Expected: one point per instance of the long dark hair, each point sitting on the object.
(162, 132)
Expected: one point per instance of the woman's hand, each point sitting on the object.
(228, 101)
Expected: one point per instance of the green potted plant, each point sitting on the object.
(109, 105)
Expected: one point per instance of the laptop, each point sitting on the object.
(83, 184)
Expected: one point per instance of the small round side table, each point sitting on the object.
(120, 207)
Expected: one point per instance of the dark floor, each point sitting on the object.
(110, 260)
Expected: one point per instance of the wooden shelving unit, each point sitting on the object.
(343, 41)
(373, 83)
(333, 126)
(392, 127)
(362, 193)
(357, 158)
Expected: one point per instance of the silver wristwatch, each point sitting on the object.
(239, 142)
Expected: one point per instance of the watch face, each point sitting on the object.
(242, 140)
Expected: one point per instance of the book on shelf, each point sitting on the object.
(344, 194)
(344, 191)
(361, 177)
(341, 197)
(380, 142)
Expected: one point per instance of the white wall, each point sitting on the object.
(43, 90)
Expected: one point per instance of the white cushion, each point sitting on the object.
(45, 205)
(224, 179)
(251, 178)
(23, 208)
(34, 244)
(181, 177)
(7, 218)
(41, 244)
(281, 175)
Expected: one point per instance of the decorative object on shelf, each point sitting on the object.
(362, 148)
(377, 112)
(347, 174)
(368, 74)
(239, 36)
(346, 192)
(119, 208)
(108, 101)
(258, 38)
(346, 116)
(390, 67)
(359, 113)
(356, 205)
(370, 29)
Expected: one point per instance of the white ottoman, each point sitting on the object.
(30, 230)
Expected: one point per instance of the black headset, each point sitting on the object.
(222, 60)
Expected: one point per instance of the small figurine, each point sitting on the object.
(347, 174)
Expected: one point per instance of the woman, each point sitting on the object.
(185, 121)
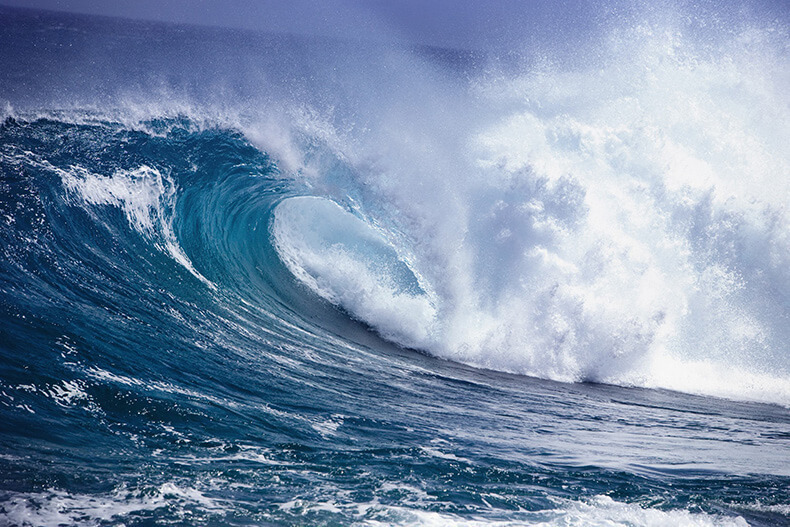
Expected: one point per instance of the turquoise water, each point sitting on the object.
(533, 295)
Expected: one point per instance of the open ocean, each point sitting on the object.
(275, 279)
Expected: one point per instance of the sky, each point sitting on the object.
(449, 23)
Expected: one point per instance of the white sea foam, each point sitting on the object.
(347, 262)
(144, 194)
(57, 507)
(596, 511)
(624, 221)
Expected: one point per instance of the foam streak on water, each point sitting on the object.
(268, 279)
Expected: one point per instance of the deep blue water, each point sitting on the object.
(262, 280)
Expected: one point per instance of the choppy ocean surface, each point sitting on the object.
(252, 279)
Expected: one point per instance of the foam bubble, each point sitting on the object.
(596, 222)
(147, 198)
(347, 262)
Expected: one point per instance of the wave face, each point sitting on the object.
(255, 279)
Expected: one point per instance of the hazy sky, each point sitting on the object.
(455, 23)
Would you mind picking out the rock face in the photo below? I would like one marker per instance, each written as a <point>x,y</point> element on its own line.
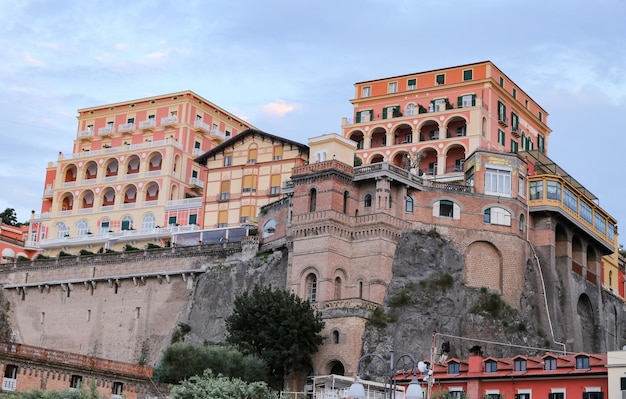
<point>427,295</point>
<point>217,289</point>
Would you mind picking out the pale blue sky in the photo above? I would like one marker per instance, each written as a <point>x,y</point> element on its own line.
<point>289,67</point>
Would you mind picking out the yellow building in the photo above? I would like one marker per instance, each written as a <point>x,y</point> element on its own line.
<point>245,173</point>
<point>131,179</point>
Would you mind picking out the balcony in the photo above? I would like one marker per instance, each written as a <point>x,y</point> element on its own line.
<point>216,133</point>
<point>149,124</point>
<point>86,135</point>
<point>194,181</point>
<point>127,128</point>
<point>106,131</point>
<point>201,127</point>
<point>8,384</point>
<point>169,121</point>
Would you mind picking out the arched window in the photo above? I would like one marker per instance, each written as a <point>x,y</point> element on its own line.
<point>82,227</point>
<point>127,223</point>
<point>104,225</point>
<point>408,204</point>
<point>312,200</point>
<point>148,222</point>
<point>311,282</point>
<point>62,230</point>
<point>337,287</point>
<point>368,201</point>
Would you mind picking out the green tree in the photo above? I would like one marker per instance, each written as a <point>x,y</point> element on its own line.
<point>183,360</point>
<point>8,216</point>
<point>277,326</point>
<point>221,387</point>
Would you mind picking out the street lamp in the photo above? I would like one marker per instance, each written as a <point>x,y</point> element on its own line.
<point>414,390</point>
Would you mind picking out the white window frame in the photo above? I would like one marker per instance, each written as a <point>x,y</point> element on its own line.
<point>500,176</point>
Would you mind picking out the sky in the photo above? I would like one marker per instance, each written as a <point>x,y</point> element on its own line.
<point>289,68</point>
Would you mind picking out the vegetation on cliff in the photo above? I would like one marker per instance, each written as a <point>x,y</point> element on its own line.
<point>277,326</point>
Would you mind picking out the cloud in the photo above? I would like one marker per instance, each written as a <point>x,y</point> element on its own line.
<point>278,108</point>
<point>33,61</point>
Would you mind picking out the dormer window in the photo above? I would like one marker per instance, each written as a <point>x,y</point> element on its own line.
<point>582,362</point>
<point>519,365</point>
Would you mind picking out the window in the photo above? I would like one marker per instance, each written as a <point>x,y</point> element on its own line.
<point>127,223</point>
<point>311,283</point>
<point>278,152</point>
<point>536,190</point>
<point>104,226</point>
<point>553,190</point>
<point>582,362</point>
<point>585,211</point>
<point>269,228</point>
<point>408,204</point>
<point>76,381</point>
<point>496,215</point>
<point>368,201</point>
<point>521,186</point>
<point>549,363</point>
<point>446,208</point>
<point>312,200</point>
<point>228,160</point>
<point>497,182</point>
<point>118,387</point>
<point>501,137</point>
<point>466,101</point>
<point>514,122</point>
<point>501,112</point>
<point>82,227</point>
<point>148,222</point>
<point>364,116</point>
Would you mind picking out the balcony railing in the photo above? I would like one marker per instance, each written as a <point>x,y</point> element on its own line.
<point>149,124</point>
<point>126,128</point>
<point>106,131</point>
<point>169,121</point>
<point>9,384</point>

_DESCRIPTION OF THE TASK_: A verbatim copy of the records is needed, with all images omitted.

_OUTPUT BELOW_:
Expected: one point per instance of the long dark hair, each point sitting on the object.
(162, 132)
Expected: one point per instance of the woman's hand, each point sitting on the object.
(228, 101)
Expected: one point per instance of the green potted plant, each point sitting on the object.
(109, 105)
Expected: one point per instance of the laptop, each point sitting on the object.
(83, 184)
Expected: one point per instance of the small round side table, each point sitting on the object.
(120, 207)
Expected: one point per instance of the dark floor, each point sitting on the object.
(110, 260)
Expected: one point per instance of the wooden shelving unit, each point sitting on the object.
(343, 41)
(373, 83)
(333, 126)
(392, 127)
(362, 193)
(357, 158)
Expected: one point per instance of the silver wristwatch, each point sitting on the object.
(239, 142)
Expected: one point per instance of the watch face, each point sitting on the object.
(242, 140)
Expected: one point per instance of the book on shelf, each point sitting on the object.
(344, 194)
(344, 191)
(361, 177)
(341, 197)
(380, 142)
Expected: one point per instance of the white wall, each point sitting on the object.
(43, 90)
Expected: one point per instance of the white cushion, each point sitting on the object.
(45, 205)
(224, 179)
(251, 178)
(23, 208)
(34, 244)
(181, 177)
(7, 218)
(41, 244)
(281, 175)
Expected: one point per instance of the decorative object on shelf, each point sitting on the object.
(362, 148)
(377, 112)
(347, 174)
(368, 74)
(239, 36)
(346, 192)
(119, 208)
(108, 101)
(258, 38)
(346, 116)
(390, 67)
(359, 113)
(356, 205)
(370, 29)
Expected: one point per instance of the white ottoman, each point sitting on the object.
(30, 230)
Expected: one point per instance of the black headset, each point sitting on the object.
(222, 60)
Expected: one point per instance of the small figurine, each point sitting on the object.
(347, 174)
Expected: one point per instance of the woman, each point sitting on the object.
(185, 121)
Expected: one point per instance of the turquoise water, each point sitting on the object.
(533, 295)
Expected: one point per instance of the open ocean, each point sitting on the object.
(275, 279)
Expected: one point per instance of the sky, each point sitting on the object.
(449, 23)
Expected: one point per instance of the white sea foam, each point sitting on the object.
(347, 262)
(144, 194)
(57, 507)
(596, 511)
(624, 221)
Expected: one point per instance of the foam streak on water, each point sitting on the object.
(268, 279)
Expected: one point per instance of the deep blue water, each point sitting on the object.
(262, 280)
Expected: one point per instance of the choppy ocean surface, each point sitting on the object.
(252, 279)
Expected: one point per instance of the foam bubble, each point sitting on the object.
(596, 222)
(147, 198)
(347, 262)
Expected: one point per instance of the wave face, each point sitting on the object.
(255, 279)
Expected: one point per instance of the hazy sky, each point sitting on the object.
(455, 23)
Would you mind picking out the rock face in the photo below? I would like one marker per instance, each written as a <point>x,y</point> element on its own line.
<point>427,295</point>
<point>217,289</point>
Would you mind picking out the pale blue sky in the photo above? I would like one marker per instance, each written as a <point>x,y</point> element on its own line.
<point>289,67</point>
Would you mind picking out the yellow building in the photo above? I would like one marker per instance, each written as a <point>x,y</point> element on its own line.
<point>245,173</point>
<point>131,179</point>
Would you mind picking out the balcony in the photo above? I would like one marker per instance, each written as a <point>x,y</point> element on its own line.
<point>216,133</point>
<point>149,124</point>
<point>86,135</point>
<point>194,181</point>
<point>127,128</point>
<point>106,131</point>
<point>201,127</point>
<point>8,384</point>
<point>169,121</point>
Would you mind picking out the arched window in the photo above? I would like one marker per instance, each written as a <point>x,y</point> element on its own line.
<point>82,227</point>
<point>127,223</point>
<point>104,225</point>
<point>408,204</point>
<point>312,200</point>
<point>148,222</point>
<point>311,282</point>
<point>62,230</point>
<point>337,287</point>
<point>368,201</point>
Would you mind picking out the green tree in the photo above? I would like one marker per instance, each written as a <point>x,y</point> element on its own line.
<point>183,360</point>
<point>8,216</point>
<point>277,326</point>
<point>221,387</point>
Would you mind picking out the street lamp in the photo above? I would like one marker per instance, each written as a <point>x,y</point> element on its own line.
<point>414,390</point>
Would you mind picking out the white window frame in the photo above? I would like one marker per instance, each written as a <point>x,y</point> element on its own line.
<point>500,176</point>
Would you mind picking out the sky in the photo above? I would like one marker per instance, each written as a <point>x,y</point> element on its own line.
<point>289,68</point>
Would you mind picking out the vegetation on cliff in the photo above? I would like one marker per instance, each written as a <point>x,y</point> element on its own line.
<point>277,326</point>
Would you mind picking out the cloud in the photo above? I would like one marker per instance, each written as a <point>x,y</point> element on its own line.
<point>278,108</point>
<point>33,61</point>
Would you mind picking out the dormer window in the photo above? I would like one marker per instance, each written as a <point>x,y</point> element on its own line.
<point>582,362</point>
<point>519,365</point>
Would you mind picking out the window in the photo above? I would like one marker per instance, each written as a <point>x,y</point> element on its own line.
<point>127,223</point>
<point>311,283</point>
<point>278,152</point>
<point>536,190</point>
<point>104,226</point>
<point>553,190</point>
<point>582,362</point>
<point>585,211</point>
<point>269,228</point>
<point>408,204</point>
<point>76,381</point>
<point>496,215</point>
<point>368,201</point>
<point>521,186</point>
<point>549,363</point>
<point>446,208</point>
<point>312,200</point>
<point>228,160</point>
<point>497,182</point>
<point>118,387</point>
<point>501,137</point>
<point>466,101</point>
<point>514,122</point>
<point>501,112</point>
<point>82,227</point>
<point>148,222</point>
<point>364,116</point>
Would you mind picking out the balcony railing in the photo above? I would like one marker per instance, each written as a <point>x,y</point> element on its own line.
<point>149,124</point>
<point>126,128</point>
<point>106,131</point>
<point>169,121</point>
<point>9,384</point>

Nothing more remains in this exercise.